== Text provided

Geoffrey Goldberg and Evan Horowitz were married and living in a one-bedroom Brooklyn apartment in 2016 when they wondered if they should hitch their careers together, too. Goldberg was a former Broadway dance captain turned director and choreographer, and Horowitz was a marketing pro with a Harvard MBA. They combined forces and called their new venture Movers+Shakers. The Santa Monica, California-based business puttered along as a two-man digital-marketing shop for a few years until one of their campaigns exploded on TikTok, hitting a billion views in a week. They'd reinvented the marketing jingle for Gen-Z, and it sent their business soaring--from $130,000 in 2017 revenue to $6.6 million in 2020. That's on track to at least quad­ruple this year, and now the creative couple have 60 employees along for the ride. --As told to Christine Lagorio-Chafkin

No. 78
2021 rank
Geoffrey Goldberg & Evan Horowitz
Movers+
Shakers
4,802%
Three-year revenue growth

Goldberg: On Broadway, any night of the week, I would play one of about 14 different roles in Mary Poppins. I'd train new cast members during the day, and then at night--with a half-hour's notice--hop onstage in whatever costume I needed. It was wild. When the show was ending its run, I started putting myself out there more as a director and choreographer, posting some short pieces online.

Horowitz: He made mini tap-dance duets that are so engaging and cute you can't help but smile when you see them. As a marketer, I thought it was an amazing way of telling stories. I asked him if he'd ever thought about taking his really joyful way of using music and dance to tell stories for brands.

Goldberg: I hadn't. But I thought there might be something there.

Horowitz: We put faith in the idea and then mocked up a logo, registered a domain, and started pitching without knowing where we were going. We started doing work with original music, we did a mini musical for Match.com, and we did a video billboard in Times Square for a clothing brand. But it was mostly social ads.

Goldberg: Work was sporadic. Our storytelling style was pretty niche. For the first few years, it was very hand-to-mouth--there were good periods, but there were also dry periods.

Horowitz: By the time we were going to adopt our daughter, it wasn't clear we could keep going. To network, we flew to Los Angeles for my 20-year high school reunion. A friend I hadn't spoken to in years was the VP of brand marketing at E.l.f. Cosmetics. The idea of collaborating on something businesswise was really exciting for two old high school friends. E.l.f. asked us whether we'd heard of this app called TikTok. We hadn't.

Goldberg: We downloaded the app, dove in, and studied it.

====
== Data entries

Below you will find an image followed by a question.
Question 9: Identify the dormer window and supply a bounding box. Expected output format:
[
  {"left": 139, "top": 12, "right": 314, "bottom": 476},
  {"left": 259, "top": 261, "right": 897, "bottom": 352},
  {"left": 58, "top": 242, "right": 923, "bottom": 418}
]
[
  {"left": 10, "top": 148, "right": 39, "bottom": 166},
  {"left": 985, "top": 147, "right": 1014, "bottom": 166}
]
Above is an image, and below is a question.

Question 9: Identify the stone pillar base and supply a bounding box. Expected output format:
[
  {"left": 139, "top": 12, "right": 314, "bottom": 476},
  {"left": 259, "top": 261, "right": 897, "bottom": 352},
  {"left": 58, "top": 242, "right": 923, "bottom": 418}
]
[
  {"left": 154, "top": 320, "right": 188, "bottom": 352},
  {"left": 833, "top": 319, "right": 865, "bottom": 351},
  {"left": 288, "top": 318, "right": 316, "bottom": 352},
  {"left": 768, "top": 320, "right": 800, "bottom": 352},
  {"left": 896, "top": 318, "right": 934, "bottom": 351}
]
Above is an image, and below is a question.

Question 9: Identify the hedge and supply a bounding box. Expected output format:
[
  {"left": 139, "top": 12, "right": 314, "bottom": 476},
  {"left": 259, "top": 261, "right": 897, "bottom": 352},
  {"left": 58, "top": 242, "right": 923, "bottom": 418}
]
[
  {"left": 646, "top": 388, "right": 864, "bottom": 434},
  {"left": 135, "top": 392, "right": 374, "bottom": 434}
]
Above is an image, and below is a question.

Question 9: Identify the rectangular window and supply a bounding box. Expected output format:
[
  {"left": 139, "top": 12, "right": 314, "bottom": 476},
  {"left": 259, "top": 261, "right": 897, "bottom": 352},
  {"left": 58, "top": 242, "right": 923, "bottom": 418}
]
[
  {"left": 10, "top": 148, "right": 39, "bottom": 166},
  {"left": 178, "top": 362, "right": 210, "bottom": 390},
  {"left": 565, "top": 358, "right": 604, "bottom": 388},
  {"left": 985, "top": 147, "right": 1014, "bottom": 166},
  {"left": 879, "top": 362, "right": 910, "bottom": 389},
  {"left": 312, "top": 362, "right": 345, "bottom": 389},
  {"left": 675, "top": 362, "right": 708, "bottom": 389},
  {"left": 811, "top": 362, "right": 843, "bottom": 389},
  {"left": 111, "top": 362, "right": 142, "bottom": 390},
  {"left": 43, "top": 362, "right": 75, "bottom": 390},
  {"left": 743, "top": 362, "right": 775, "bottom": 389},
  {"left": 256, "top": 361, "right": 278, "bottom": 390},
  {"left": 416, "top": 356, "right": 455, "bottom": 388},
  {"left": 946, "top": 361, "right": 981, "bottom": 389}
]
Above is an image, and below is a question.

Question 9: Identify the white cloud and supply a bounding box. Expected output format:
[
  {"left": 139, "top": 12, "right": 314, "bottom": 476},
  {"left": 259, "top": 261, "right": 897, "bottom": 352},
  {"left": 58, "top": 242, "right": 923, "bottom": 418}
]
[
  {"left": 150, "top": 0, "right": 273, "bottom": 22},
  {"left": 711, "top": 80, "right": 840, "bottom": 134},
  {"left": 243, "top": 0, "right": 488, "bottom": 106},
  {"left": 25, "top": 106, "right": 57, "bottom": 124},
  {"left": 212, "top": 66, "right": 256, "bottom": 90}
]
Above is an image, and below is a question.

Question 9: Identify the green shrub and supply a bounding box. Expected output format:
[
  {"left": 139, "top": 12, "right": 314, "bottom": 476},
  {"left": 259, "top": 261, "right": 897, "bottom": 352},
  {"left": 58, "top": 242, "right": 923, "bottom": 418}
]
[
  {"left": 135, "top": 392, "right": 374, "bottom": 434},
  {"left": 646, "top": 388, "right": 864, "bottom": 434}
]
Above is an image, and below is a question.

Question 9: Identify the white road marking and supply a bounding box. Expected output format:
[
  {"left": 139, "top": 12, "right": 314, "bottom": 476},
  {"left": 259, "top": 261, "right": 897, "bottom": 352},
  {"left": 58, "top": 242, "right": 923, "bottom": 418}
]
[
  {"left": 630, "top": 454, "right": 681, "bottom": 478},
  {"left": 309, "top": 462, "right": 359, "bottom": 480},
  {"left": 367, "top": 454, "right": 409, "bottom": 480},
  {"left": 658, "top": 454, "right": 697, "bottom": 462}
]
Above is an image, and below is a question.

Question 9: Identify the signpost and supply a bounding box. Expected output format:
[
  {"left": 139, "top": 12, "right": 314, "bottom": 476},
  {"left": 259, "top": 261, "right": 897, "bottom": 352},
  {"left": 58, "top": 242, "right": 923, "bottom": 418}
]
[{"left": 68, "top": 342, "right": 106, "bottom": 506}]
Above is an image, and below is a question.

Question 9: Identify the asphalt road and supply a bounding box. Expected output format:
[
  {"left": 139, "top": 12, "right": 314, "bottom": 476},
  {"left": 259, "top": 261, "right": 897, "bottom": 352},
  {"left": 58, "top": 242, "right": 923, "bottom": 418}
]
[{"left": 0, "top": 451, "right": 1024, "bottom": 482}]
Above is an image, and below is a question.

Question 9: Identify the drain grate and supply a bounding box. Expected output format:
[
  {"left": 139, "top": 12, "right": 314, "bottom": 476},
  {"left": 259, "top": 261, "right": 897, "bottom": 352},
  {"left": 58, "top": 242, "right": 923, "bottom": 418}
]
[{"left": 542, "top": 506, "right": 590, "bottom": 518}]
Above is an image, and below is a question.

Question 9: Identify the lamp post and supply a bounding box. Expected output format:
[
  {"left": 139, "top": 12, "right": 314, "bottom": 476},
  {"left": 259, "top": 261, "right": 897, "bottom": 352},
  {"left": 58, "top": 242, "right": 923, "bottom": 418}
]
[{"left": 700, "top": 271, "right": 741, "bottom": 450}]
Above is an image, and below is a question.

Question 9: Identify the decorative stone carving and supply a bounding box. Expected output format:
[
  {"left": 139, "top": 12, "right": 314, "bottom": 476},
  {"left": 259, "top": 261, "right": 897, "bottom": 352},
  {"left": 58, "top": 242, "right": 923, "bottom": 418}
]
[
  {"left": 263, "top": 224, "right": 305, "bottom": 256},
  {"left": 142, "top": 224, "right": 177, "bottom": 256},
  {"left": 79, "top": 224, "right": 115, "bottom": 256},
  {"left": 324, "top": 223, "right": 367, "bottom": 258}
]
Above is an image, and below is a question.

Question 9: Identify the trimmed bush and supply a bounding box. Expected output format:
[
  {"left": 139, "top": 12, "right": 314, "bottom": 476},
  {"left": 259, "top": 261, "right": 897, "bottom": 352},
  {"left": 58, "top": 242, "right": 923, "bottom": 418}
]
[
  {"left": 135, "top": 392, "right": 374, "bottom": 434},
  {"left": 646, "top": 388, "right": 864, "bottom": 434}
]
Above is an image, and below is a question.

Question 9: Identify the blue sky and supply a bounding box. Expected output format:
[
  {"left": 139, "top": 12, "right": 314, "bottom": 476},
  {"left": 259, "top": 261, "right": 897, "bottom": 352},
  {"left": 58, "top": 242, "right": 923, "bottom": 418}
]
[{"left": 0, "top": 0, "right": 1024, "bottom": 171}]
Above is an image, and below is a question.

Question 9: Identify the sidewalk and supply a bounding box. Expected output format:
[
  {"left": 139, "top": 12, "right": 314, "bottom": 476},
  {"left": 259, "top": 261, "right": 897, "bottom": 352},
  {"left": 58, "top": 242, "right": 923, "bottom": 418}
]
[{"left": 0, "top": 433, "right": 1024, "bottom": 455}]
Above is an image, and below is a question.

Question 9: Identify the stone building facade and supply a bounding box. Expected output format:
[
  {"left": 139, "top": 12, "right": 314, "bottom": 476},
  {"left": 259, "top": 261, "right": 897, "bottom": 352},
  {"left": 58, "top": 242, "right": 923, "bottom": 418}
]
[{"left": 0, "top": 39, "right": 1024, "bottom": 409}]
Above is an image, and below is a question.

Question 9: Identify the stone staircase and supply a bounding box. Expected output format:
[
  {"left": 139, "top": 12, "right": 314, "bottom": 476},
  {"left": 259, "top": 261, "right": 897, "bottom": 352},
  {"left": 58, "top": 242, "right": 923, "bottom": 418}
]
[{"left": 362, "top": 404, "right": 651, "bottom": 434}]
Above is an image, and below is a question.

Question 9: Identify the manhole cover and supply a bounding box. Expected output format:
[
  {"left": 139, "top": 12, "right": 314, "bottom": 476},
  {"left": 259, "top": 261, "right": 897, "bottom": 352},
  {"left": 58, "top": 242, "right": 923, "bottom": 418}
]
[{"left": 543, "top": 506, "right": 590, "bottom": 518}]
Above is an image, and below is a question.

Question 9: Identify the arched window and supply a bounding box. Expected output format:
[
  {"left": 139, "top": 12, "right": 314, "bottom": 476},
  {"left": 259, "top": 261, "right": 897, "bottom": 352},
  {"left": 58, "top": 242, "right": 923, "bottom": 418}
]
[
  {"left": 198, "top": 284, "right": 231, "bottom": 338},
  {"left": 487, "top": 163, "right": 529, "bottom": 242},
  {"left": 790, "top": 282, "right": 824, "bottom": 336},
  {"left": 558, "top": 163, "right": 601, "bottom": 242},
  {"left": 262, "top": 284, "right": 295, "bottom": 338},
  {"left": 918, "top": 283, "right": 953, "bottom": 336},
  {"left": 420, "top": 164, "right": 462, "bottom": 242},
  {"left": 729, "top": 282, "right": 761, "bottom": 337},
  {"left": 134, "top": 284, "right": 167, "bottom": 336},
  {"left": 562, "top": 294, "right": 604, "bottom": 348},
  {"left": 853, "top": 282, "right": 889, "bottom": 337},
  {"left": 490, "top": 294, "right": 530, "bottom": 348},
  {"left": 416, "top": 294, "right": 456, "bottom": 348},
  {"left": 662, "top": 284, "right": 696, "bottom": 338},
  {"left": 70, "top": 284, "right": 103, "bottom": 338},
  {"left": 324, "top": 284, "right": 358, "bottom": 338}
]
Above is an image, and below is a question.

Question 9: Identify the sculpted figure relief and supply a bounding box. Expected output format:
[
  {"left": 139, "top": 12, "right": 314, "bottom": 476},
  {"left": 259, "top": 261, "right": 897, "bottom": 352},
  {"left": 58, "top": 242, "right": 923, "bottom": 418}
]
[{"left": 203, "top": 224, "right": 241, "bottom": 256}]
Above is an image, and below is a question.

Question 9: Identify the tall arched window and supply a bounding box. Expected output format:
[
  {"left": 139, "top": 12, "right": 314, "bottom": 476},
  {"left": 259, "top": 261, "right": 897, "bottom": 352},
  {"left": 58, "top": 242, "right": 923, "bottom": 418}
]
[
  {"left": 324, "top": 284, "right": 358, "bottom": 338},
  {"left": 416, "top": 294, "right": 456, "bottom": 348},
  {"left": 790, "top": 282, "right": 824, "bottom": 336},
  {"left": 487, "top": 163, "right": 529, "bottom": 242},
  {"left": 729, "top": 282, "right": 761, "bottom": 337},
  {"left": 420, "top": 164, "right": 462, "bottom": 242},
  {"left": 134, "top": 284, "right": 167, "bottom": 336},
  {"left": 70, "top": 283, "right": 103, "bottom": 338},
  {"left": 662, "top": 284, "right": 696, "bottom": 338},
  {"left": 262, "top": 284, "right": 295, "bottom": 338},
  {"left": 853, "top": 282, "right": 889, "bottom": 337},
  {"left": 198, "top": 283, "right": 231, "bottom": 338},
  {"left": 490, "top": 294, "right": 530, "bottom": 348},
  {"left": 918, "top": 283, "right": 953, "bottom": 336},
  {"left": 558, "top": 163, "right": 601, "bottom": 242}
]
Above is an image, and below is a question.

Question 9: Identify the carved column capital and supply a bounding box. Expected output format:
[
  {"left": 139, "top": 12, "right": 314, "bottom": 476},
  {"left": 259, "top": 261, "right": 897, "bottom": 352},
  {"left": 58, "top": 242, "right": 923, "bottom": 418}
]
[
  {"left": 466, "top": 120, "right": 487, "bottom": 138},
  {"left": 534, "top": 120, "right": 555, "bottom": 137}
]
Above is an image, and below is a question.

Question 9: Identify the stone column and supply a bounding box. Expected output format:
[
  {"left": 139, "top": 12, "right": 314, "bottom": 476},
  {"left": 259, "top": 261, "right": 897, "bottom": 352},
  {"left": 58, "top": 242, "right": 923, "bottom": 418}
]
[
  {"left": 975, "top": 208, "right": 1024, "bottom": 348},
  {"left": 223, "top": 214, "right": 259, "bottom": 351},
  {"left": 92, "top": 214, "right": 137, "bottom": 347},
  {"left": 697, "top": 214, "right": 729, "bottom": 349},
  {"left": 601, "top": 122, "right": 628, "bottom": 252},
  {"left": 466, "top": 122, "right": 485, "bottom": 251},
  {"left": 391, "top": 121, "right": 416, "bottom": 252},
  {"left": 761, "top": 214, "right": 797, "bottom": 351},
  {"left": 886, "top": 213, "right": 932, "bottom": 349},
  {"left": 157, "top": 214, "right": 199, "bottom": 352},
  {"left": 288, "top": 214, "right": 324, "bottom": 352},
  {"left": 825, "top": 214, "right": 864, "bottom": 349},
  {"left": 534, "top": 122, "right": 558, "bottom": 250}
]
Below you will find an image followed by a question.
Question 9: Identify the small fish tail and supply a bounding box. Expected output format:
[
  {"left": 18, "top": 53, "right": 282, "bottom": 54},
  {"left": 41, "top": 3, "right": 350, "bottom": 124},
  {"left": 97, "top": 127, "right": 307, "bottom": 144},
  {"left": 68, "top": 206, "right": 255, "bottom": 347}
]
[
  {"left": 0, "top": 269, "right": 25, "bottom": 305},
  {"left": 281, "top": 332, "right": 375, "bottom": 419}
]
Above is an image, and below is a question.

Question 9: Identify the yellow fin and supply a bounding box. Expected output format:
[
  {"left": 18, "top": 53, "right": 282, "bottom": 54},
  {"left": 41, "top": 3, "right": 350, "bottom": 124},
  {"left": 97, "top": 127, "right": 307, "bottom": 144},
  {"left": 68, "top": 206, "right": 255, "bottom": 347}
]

====

▶ Required work:
1: Please list every four-digit year that appears in the Movers+Shakers profile.
2: Carry the Movers+Shakers profile forward from its final line, keeping its alternating Goldberg and Horowitz voices.

▶ Answers below:
1: 2016, 2017, 2020, 2021

2:
Horowitz: This was 2019, and there were maybe five brands that had even done anything on it. It was pretty fringe.

Goldberg: At that point, we looked at each other and realized: Wait, this is exactly what we do! We work with brands to use music to bring their story to life in a culturally relevant way.

Horowitz: TikTok itself advised against writing original songs for people to use in their videos. Everyone else licensed existing music clips. But we thought, if we're going to get thousands of people to make a video and they're all going to use the same song--duh--that song should be about this brand. E.l.f. was hesitant; there was no playbook for what its brand sounded like. It's a lot of pressure to define a brand with just a few seconds of play. There was concern it would sound cheesy or be a jingle.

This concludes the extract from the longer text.